Your instructions: Copy out exactly each line from the line with "Put a point on the neighboring" through the last line of the material below.
— begin —
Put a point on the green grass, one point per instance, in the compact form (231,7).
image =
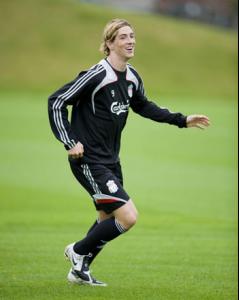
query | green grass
(45,43)
(182,181)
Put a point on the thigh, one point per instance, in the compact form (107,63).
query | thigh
(103,185)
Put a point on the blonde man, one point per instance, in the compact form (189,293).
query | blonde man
(101,98)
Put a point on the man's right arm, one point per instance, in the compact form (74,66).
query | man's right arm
(68,95)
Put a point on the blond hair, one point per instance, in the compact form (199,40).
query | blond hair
(110,33)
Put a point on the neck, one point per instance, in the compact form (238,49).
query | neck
(117,63)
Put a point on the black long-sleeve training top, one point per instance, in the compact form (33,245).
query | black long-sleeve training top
(101,98)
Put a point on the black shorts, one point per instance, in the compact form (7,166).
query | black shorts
(103,182)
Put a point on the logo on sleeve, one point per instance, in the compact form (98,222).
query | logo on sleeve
(112,186)
(130,90)
(118,108)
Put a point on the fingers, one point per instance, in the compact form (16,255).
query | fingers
(198,121)
(77,151)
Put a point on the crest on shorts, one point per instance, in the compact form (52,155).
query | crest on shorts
(130,90)
(112,186)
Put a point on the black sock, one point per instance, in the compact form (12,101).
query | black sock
(99,247)
(105,231)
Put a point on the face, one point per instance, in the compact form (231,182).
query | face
(124,44)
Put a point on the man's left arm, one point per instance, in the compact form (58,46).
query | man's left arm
(148,109)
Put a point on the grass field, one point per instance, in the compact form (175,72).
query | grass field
(183,182)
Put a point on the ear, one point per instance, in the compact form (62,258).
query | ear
(110,45)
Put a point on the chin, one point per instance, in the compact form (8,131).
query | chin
(129,56)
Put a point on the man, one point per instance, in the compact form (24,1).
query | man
(101,98)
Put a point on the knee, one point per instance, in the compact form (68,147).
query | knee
(129,221)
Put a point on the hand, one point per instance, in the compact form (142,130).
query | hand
(198,121)
(76,151)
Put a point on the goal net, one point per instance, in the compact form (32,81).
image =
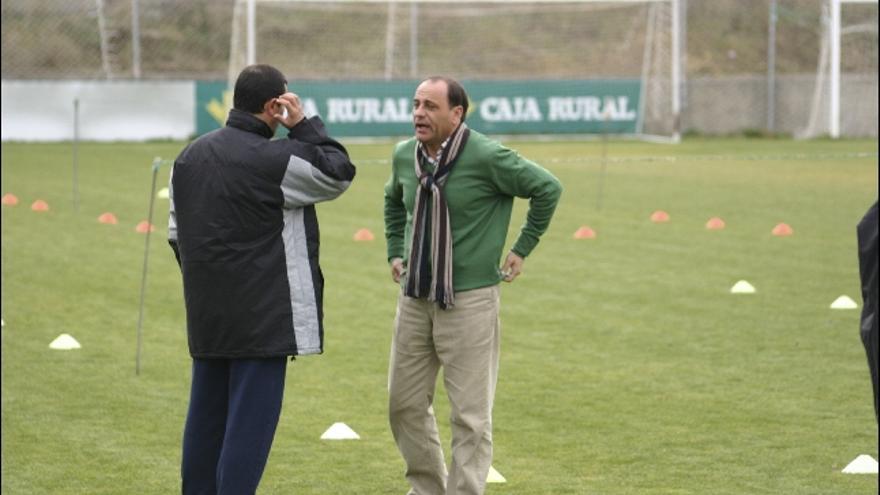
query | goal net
(540,67)
(844,98)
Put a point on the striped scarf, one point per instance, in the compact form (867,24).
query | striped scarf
(431,276)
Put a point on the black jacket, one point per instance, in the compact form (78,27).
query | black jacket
(243,227)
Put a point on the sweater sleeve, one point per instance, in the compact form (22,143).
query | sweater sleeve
(520,177)
(395,215)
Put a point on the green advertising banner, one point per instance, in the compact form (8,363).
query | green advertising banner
(376,109)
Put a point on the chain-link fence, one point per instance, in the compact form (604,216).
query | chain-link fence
(747,64)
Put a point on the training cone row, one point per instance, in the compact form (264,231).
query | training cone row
(341,431)
(842,302)
(714,223)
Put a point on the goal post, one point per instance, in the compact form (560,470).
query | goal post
(531,66)
(845,91)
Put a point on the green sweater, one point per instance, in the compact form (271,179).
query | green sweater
(479,193)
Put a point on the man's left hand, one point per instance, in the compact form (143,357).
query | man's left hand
(512,267)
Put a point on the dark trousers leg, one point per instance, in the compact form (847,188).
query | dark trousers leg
(205,426)
(251,396)
(256,389)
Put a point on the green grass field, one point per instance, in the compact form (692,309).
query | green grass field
(627,367)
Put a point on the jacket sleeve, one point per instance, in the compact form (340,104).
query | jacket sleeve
(517,176)
(395,216)
(318,167)
(172,218)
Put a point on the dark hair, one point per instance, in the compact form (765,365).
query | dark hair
(455,93)
(255,85)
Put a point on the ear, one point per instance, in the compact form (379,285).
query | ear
(457,113)
(269,107)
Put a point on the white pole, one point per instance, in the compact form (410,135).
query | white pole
(834,88)
(389,40)
(646,67)
(157,162)
(76,154)
(135,40)
(252,32)
(771,68)
(414,39)
(676,71)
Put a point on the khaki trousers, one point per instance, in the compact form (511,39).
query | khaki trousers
(465,341)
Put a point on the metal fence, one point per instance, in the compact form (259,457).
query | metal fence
(766,52)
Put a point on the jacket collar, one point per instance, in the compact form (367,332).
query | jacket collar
(250,123)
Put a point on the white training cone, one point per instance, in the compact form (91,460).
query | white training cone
(64,342)
(844,302)
(340,431)
(742,287)
(494,476)
(863,464)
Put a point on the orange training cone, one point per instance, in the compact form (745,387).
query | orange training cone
(108,218)
(659,216)
(364,235)
(715,223)
(585,232)
(144,227)
(783,229)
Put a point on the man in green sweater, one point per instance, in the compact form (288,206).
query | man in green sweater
(448,204)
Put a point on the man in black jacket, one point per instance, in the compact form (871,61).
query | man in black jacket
(867,237)
(243,227)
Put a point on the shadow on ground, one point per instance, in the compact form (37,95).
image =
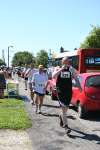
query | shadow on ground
(86,136)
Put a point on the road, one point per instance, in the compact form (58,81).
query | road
(46,134)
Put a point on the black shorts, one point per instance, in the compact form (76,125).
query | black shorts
(65,98)
(39,94)
(26,78)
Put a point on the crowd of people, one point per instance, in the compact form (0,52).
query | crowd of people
(37,81)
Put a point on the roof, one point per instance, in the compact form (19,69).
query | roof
(69,54)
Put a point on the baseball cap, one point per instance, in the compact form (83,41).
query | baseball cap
(40,67)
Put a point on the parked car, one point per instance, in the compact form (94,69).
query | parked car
(89,98)
(86,100)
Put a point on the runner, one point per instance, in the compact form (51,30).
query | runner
(40,84)
(64,77)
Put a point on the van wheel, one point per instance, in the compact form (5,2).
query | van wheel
(81,111)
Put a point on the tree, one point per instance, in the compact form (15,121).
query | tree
(93,39)
(61,49)
(2,63)
(42,58)
(22,58)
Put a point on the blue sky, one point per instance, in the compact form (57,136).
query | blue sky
(46,24)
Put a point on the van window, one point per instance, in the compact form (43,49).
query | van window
(93,81)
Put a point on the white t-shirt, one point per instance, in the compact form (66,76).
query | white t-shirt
(40,80)
(31,74)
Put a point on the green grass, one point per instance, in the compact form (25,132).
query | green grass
(13,114)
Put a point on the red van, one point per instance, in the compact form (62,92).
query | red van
(86,100)
(89,98)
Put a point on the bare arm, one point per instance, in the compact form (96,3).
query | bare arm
(56,73)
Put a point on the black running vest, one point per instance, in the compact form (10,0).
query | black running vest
(64,81)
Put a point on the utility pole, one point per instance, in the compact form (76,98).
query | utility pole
(3,55)
(8,54)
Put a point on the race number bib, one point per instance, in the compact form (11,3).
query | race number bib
(65,74)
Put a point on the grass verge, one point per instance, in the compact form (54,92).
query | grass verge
(13,114)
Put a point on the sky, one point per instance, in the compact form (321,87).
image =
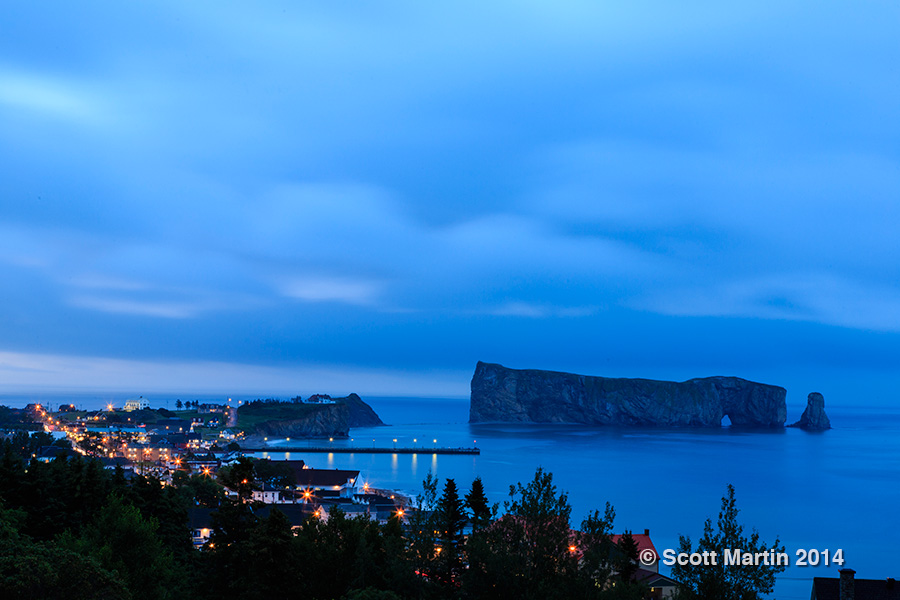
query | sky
(330,197)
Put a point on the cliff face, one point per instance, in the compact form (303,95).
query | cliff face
(814,417)
(533,396)
(317,420)
(360,413)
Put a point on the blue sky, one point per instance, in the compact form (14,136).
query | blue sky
(373,196)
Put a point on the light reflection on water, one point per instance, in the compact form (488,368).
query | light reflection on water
(833,490)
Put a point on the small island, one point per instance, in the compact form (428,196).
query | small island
(317,416)
(500,394)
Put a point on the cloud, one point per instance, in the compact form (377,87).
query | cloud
(331,290)
(24,371)
(46,95)
(820,298)
(168,310)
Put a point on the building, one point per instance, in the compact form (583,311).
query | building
(847,587)
(660,585)
(325,479)
(268,495)
(139,403)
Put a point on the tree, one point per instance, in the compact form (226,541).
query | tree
(720,581)
(239,477)
(527,553)
(627,559)
(124,542)
(450,518)
(479,510)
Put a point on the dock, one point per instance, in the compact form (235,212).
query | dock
(361,450)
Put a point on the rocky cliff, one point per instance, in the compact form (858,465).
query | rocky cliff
(814,417)
(299,420)
(533,396)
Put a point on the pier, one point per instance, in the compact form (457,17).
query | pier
(361,450)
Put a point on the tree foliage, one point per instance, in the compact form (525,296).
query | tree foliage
(721,582)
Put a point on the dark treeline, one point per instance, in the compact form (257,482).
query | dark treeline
(71,529)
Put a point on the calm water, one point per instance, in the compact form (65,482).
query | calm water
(838,489)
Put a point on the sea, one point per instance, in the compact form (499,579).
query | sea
(829,491)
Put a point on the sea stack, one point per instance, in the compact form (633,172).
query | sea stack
(503,395)
(814,417)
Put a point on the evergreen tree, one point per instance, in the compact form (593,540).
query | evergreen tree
(476,501)
(450,519)
(627,558)
(720,582)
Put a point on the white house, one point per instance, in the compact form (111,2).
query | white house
(139,403)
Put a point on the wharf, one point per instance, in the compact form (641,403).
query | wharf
(360,450)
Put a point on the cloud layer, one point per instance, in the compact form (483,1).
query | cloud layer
(407,186)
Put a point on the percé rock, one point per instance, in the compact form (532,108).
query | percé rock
(361,414)
(507,395)
(316,420)
(814,417)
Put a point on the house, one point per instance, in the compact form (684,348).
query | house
(116,461)
(165,426)
(268,495)
(319,399)
(660,585)
(322,479)
(48,453)
(139,403)
(847,587)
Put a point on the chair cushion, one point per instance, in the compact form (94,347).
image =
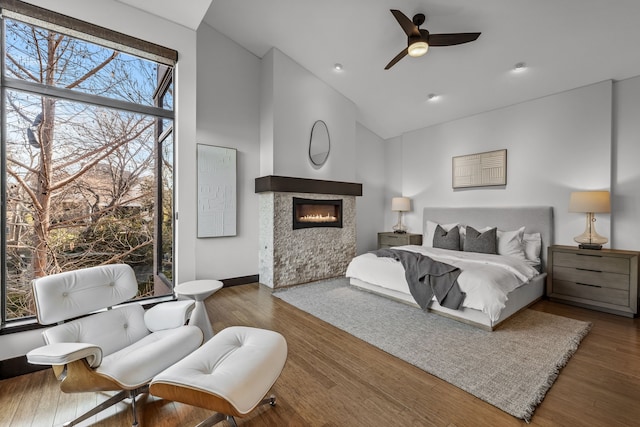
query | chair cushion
(111,330)
(74,293)
(136,364)
(239,364)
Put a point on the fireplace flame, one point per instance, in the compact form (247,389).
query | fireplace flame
(318,218)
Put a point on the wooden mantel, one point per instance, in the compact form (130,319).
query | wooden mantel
(285,184)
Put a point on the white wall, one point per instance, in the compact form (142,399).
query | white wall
(555,145)
(228,115)
(371,173)
(151,28)
(292,101)
(626,165)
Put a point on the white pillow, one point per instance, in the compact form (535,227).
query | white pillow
(510,243)
(427,239)
(532,247)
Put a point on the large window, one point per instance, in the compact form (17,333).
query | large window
(87,164)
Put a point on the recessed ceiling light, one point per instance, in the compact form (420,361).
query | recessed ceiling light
(519,67)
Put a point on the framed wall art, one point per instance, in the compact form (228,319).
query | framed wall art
(216,191)
(480,169)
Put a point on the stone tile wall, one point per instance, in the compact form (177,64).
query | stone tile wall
(291,257)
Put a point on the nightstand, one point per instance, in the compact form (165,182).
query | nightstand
(605,280)
(389,239)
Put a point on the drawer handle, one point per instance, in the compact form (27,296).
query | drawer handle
(586,269)
(587,284)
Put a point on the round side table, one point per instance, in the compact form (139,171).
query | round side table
(199,290)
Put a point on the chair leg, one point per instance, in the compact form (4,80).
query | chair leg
(215,419)
(218,417)
(116,398)
(101,407)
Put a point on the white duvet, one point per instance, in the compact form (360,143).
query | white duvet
(486,279)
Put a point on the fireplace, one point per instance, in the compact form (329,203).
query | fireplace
(312,213)
(292,256)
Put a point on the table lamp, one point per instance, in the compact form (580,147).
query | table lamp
(590,202)
(400,204)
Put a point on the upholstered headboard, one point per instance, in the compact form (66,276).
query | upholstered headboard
(536,219)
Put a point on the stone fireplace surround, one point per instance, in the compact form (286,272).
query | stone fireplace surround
(291,257)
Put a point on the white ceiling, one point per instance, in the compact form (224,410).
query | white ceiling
(188,13)
(565,44)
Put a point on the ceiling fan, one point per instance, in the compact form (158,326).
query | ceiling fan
(419,40)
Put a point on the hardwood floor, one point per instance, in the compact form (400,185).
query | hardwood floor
(334,379)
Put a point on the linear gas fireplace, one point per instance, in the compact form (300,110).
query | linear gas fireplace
(311,213)
(291,256)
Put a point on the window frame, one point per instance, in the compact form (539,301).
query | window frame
(34,15)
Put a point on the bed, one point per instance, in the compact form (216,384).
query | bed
(386,276)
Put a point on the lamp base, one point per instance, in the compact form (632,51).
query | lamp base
(592,246)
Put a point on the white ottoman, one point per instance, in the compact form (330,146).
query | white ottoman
(230,374)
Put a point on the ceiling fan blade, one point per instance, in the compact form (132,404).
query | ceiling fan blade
(407,25)
(452,39)
(398,57)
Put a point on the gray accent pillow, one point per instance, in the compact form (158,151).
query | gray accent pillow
(446,239)
(486,243)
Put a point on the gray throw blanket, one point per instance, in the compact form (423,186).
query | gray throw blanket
(427,278)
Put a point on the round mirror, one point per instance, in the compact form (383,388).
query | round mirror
(319,144)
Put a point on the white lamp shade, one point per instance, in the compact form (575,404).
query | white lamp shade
(590,201)
(401,204)
(418,48)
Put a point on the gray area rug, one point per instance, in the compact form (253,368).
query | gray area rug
(511,368)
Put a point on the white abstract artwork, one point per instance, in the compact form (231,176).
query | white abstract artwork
(216,191)
(480,170)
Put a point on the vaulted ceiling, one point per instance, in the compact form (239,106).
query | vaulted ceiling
(564,43)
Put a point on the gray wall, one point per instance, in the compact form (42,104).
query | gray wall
(555,145)
(228,115)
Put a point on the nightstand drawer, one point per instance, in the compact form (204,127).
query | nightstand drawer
(605,279)
(602,279)
(592,262)
(592,293)
(393,239)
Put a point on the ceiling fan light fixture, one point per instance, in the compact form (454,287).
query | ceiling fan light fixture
(418,48)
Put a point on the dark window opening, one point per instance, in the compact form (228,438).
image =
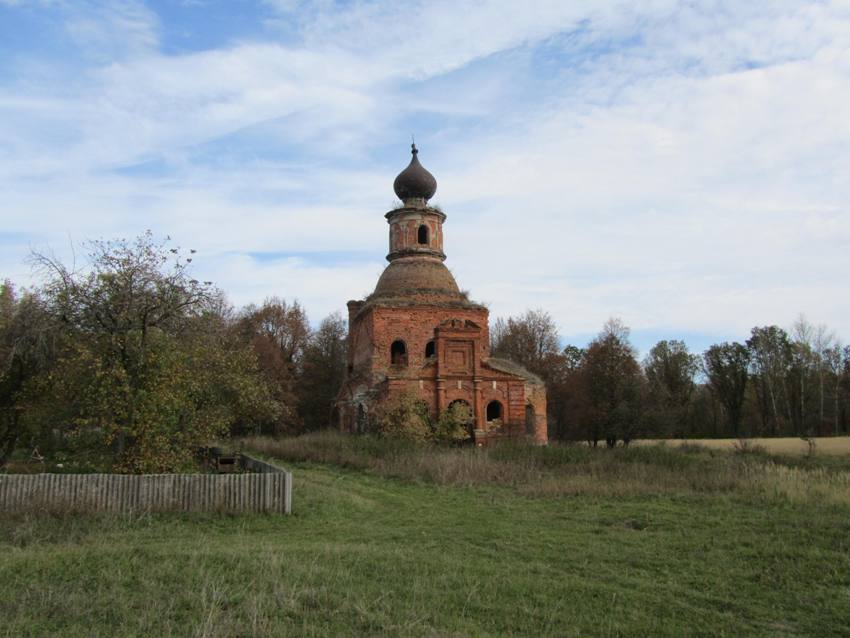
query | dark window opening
(530,420)
(494,411)
(398,353)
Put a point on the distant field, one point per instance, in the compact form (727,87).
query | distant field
(391,539)
(786,445)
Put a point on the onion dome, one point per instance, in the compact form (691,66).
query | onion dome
(414,182)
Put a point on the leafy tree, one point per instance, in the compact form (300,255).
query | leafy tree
(27,349)
(279,333)
(614,386)
(770,358)
(323,371)
(146,366)
(670,370)
(530,340)
(726,366)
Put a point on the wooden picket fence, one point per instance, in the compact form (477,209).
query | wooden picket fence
(263,488)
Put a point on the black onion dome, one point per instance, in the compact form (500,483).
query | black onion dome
(415,181)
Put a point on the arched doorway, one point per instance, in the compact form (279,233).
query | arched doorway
(398,353)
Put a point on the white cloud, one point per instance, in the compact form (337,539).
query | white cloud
(682,166)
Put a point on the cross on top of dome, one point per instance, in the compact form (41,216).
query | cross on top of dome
(415,182)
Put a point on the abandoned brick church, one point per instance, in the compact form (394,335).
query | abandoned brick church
(417,331)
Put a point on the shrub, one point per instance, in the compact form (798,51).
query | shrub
(403,415)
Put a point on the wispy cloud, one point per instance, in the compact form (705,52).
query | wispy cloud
(683,166)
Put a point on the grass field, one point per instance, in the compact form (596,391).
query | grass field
(832,445)
(391,539)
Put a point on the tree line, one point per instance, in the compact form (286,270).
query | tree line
(132,362)
(776,383)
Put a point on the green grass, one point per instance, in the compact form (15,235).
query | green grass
(440,550)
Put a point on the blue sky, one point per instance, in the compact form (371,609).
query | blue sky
(682,166)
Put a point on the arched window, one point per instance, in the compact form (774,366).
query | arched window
(398,353)
(530,420)
(494,411)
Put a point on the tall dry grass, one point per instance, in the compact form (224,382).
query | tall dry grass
(568,470)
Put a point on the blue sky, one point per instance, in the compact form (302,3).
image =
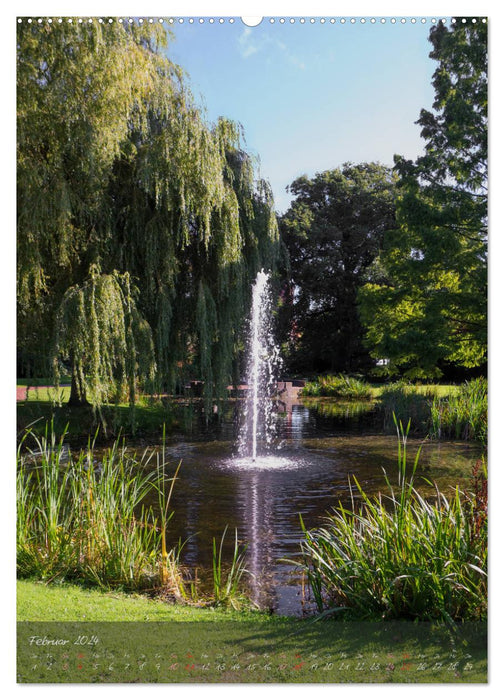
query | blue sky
(311,96)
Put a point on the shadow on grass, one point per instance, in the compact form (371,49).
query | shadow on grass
(270,650)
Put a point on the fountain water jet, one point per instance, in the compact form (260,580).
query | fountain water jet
(262,365)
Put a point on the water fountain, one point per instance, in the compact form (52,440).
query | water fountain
(263,361)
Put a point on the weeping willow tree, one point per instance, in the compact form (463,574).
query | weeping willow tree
(121,178)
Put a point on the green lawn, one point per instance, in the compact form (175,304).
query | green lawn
(67,634)
(42,602)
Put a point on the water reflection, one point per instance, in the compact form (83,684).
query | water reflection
(307,474)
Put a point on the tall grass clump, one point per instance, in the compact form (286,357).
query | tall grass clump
(83,519)
(463,415)
(341,386)
(407,403)
(400,555)
(227,579)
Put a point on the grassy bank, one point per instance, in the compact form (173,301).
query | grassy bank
(399,555)
(83,518)
(114,638)
(69,602)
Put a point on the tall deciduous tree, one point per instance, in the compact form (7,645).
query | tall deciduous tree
(426,309)
(333,231)
(120,178)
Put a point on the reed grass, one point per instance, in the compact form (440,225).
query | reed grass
(227,580)
(400,555)
(338,386)
(80,519)
(463,415)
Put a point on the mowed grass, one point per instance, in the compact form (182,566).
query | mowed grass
(37,601)
(175,643)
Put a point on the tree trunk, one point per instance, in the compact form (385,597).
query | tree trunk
(77,390)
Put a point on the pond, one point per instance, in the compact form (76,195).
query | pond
(316,455)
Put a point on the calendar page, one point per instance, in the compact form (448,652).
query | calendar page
(251,349)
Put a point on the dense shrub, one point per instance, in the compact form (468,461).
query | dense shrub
(401,555)
(338,386)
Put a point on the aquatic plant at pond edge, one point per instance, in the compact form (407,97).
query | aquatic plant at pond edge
(407,403)
(341,385)
(80,520)
(227,580)
(463,414)
(400,555)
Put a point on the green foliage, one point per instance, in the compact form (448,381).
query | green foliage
(464,414)
(341,386)
(227,579)
(119,170)
(333,231)
(401,556)
(99,328)
(426,303)
(80,520)
(406,403)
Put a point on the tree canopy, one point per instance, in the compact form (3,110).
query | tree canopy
(426,308)
(333,231)
(136,218)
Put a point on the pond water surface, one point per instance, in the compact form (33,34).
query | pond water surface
(309,472)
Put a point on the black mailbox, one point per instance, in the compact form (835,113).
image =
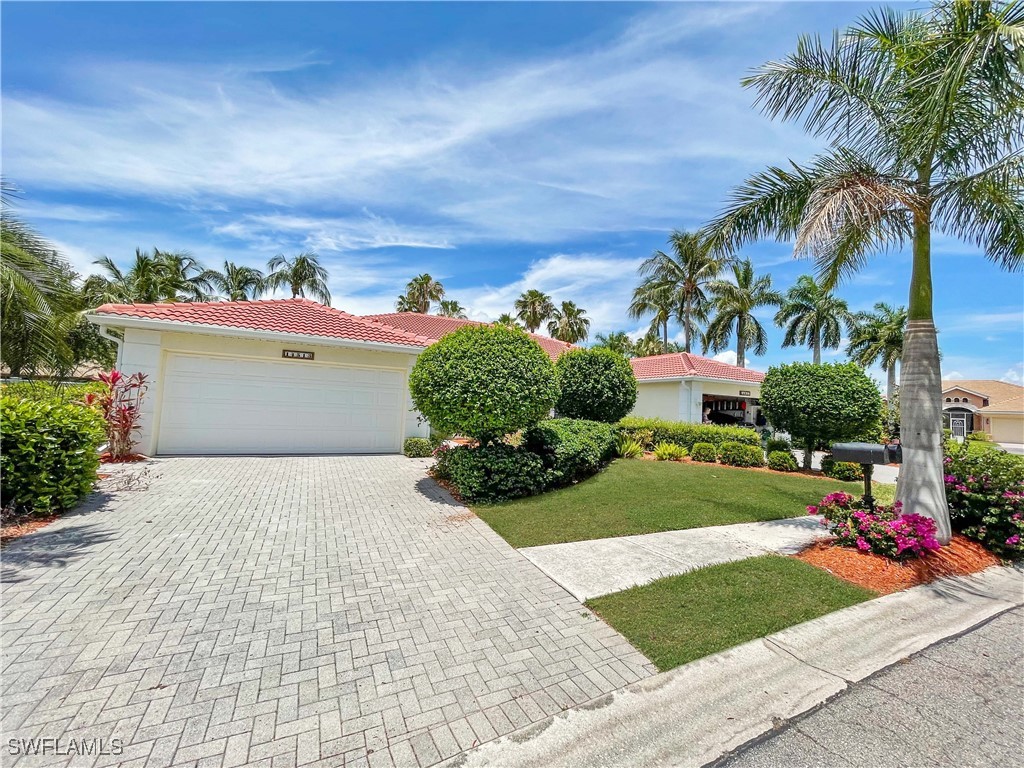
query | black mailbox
(861,453)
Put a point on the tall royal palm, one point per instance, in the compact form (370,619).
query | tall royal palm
(813,317)
(878,337)
(421,292)
(569,324)
(733,303)
(685,272)
(301,274)
(534,307)
(656,299)
(237,282)
(923,117)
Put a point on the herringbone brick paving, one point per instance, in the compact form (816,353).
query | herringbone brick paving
(285,611)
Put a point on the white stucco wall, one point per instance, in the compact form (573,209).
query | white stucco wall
(146,351)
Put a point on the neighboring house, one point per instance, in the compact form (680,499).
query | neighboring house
(984,406)
(687,387)
(286,376)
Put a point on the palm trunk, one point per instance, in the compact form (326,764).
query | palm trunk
(740,343)
(921,487)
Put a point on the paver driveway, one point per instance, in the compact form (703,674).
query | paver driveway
(284,611)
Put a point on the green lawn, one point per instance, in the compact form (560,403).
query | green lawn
(680,619)
(643,497)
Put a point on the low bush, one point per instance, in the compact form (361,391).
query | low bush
(704,452)
(847,471)
(685,434)
(985,493)
(570,449)
(48,454)
(417,448)
(738,455)
(669,452)
(627,448)
(493,472)
(595,384)
(782,461)
(883,530)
— end —
Result of this task:
Put a point on the neighboring house, one point per instance, in the compact form (680,499).
query | neighboring house
(984,406)
(687,387)
(286,376)
Put a point on the palm trunk, one point per instance, in the compact form (326,764).
query | palm trunk
(740,343)
(921,487)
Put a point on the paver driveway, one point per instance, in the compact form (703,674).
query | paver driveway
(284,611)
Put a point on the green lawn, one point per instance, in the compact form (560,403).
query | green lawn
(680,619)
(643,497)
Put a point on the low bush, one point per instance, in the compact form (361,391).
query | low bush
(704,452)
(847,471)
(685,434)
(985,493)
(570,449)
(48,454)
(417,448)
(738,455)
(669,452)
(627,448)
(493,472)
(595,384)
(782,461)
(883,530)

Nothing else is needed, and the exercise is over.